** Begin Stored data **
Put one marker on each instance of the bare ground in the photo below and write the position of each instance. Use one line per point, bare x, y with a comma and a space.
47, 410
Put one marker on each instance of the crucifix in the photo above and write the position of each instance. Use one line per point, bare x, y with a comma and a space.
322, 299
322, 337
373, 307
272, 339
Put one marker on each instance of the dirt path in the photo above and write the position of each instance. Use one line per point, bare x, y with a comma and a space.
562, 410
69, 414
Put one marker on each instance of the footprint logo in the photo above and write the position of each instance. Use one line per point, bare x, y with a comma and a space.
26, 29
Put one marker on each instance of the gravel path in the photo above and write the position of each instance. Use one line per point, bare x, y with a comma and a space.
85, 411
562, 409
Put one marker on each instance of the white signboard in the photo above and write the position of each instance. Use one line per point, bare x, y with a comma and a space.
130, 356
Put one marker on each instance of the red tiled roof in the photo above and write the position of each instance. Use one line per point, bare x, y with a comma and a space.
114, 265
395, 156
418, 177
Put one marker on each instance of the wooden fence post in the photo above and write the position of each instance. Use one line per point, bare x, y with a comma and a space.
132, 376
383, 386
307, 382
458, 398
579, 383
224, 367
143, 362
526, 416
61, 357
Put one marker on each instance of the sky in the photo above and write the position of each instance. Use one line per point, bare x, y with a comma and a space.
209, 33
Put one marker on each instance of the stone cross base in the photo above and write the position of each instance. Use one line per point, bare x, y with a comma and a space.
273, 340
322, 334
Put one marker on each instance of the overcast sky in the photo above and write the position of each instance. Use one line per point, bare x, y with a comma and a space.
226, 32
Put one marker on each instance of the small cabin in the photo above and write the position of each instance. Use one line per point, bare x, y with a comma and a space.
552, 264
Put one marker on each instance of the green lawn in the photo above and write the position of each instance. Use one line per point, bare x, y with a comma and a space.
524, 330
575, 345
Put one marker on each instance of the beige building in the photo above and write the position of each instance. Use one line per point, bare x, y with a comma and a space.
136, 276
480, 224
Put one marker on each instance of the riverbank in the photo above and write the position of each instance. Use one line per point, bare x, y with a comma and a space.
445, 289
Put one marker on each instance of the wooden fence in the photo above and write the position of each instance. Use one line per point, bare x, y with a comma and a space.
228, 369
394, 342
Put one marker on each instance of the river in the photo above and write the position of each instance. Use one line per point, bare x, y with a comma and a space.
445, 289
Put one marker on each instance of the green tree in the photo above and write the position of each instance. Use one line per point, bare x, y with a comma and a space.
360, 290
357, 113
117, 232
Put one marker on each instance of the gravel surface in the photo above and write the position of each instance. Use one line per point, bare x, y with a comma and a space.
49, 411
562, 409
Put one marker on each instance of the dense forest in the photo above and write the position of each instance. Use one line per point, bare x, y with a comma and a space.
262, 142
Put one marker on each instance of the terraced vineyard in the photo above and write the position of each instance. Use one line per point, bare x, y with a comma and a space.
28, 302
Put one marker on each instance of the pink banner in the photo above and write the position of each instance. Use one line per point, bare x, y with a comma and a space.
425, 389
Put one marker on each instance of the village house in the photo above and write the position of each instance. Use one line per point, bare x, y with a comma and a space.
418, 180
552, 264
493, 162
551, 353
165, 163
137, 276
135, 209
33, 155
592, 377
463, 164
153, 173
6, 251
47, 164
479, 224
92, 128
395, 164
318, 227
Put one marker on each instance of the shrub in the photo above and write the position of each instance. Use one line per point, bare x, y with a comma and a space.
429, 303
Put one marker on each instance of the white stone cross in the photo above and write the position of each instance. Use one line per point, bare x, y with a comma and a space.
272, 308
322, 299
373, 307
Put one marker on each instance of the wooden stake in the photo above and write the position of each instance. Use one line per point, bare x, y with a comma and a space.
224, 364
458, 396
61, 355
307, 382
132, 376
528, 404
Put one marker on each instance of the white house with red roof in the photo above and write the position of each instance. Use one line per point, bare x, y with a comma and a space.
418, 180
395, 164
** End Stored data **
What to do
Transcribe every entry word for word.

Correct output
Put one marker on each instance of the bare ground in the photo below and write the position of each instance. Use one line per point, bare x, y with a comma and a space.
47, 410
Put one marker on each instance of the crucifix in the photo above and write the position of each instance. Use one line per point, bare x, y with a comma and a space.
322, 299
322, 337
373, 307
272, 339
Put one marker on each instance of the dirt path in the photo above and write the position of each instance. Use one line per point, bare x, y with a comma and a space.
562, 410
69, 414
Put one marker on each instance of the footprint logo in the photo above and write the position of each instance. Use one line per point, bare x, y with a comma and a space.
26, 29
Put one marker on each instance of the gravel path in the photo above and write the position of each instance. Use one line per point, bare x, y with a comma and a space.
85, 411
562, 409
Put one marker on each instance of the white signboard in the photo above and write the position of each instance. Use one line per point, bare x, y with a comma and a space.
130, 356
Put one marker on each instance of the red tiled roof in the photo above and write the position of each instance. Use one line per point, bare x, y with a comma and a space.
114, 265
395, 156
418, 177
Put one marker on each instance of the wooden fence post in the photo above and write the position of each instance. Use one line per point, bare x, y with a comma and a space.
132, 376
383, 386
307, 382
458, 398
579, 383
224, 367
143, 362
526, 416
61, 357
Put one marker on each instance of the sky in the photo above and write the position of each instance. Use one line per point, bare x, y with a comma and a space.
209, 33
Put one marker on each instance of the stone cross base in the photo above and write the position of each instance. Use one line per point, bare x, y with a comma and a space.
273, 340
322, 334
Put one marker on each instance of the overcast sky in the photo above and write the position of each instance. Use one line per point, bare x, y with a comma and a space.
226, 32
Put one marker on each instance of the small cabin in the photo above and write the position of each instance. Use one line per point, bare x, y with a comma and a space.
552, 264
Put one marker on each instance of the green lawn in the photo above and write the position of each instance. Use one line per point, bare x, y with a comma and a space.
524, 330
575, 345
Put one marker on each instance of the beige building in the photo above and write the position of each instance. Use one line per point, bare x, y with a comma and a space.
136, 276
480, 224
Put one marker on each instance of the riverbank in the photo above and write the position of each instance. Use one line per point, bare x, y with a comma and a space.
445, 289
Put one marker on each instance of the wooden fence in the photo above and write the position of each instance. Use one line per point, bare x, y with a comma and a space.
228, 369
394, 342
Put one marker on each instance of the river in the photo above and write the position of each instance. Use one line per point, bare x, y with a comma and a space.
445, 289
Put one marker on each instance of the green tree in the photo above and write the position of each instance. Use one line per point, bare x, y with a comma and a space.
360, 290
357, 113
117, 232
Put one marker on each instance of the gravel surface in the photo above and write the position of each instance. Use one line per point, bare x, y with a comma and a space.
49, 411
562, 409
Put one marker on each instance of the dense forest in the photo above and write the position of each instance. Use one line per point, bare x, y with a comma and a space.
262, 142
Put one marker on each instance of the terraced vineyard in the photo above and write the position of each instance. Use one line per point, bare x, y with a comma and a space.
28, 302
Put one marker on each instance of the pink banner in the photo above and write the position of each instance. Use one line per point, bare x, y with a comma and a space.
425, 389
Put one marker on each instance of the village house in the photo above and write the position of each instance. Use one line per point, bare x, y with a comma and a space.
418, 180
552, 264
493, 162
551, 353
165, 163
137, 276
135, 209
33, 155
592, 377
463, 164
153, 173
6, 251
47, 164
479, 224
92, 128
395, 164
318, 227
Put one marker on each instance of the shrub in the photo above and write the position of each instance. Use one line per point, bare x, y with a comma and a space.
429, 303
Put one marker on each instance of the white stone cross in the photo above and write the position of each instance. Use one line per point, bare x, y with a comma and a space.
272, 308
322, 299
373, 307
Put one marker on each instance of the wooden stake in the photo above and write the position of each instance. Use one line per point, bare x, y with a comma and a space.
224, 364
458, 396
61, 355
307, 382
132, 376
528, 404
Put one marker on each instance of the white house with red roof in the photo above and write the position of each instance. Use one line per point, bare x, y with a comma and a space.
418, 180
395, 164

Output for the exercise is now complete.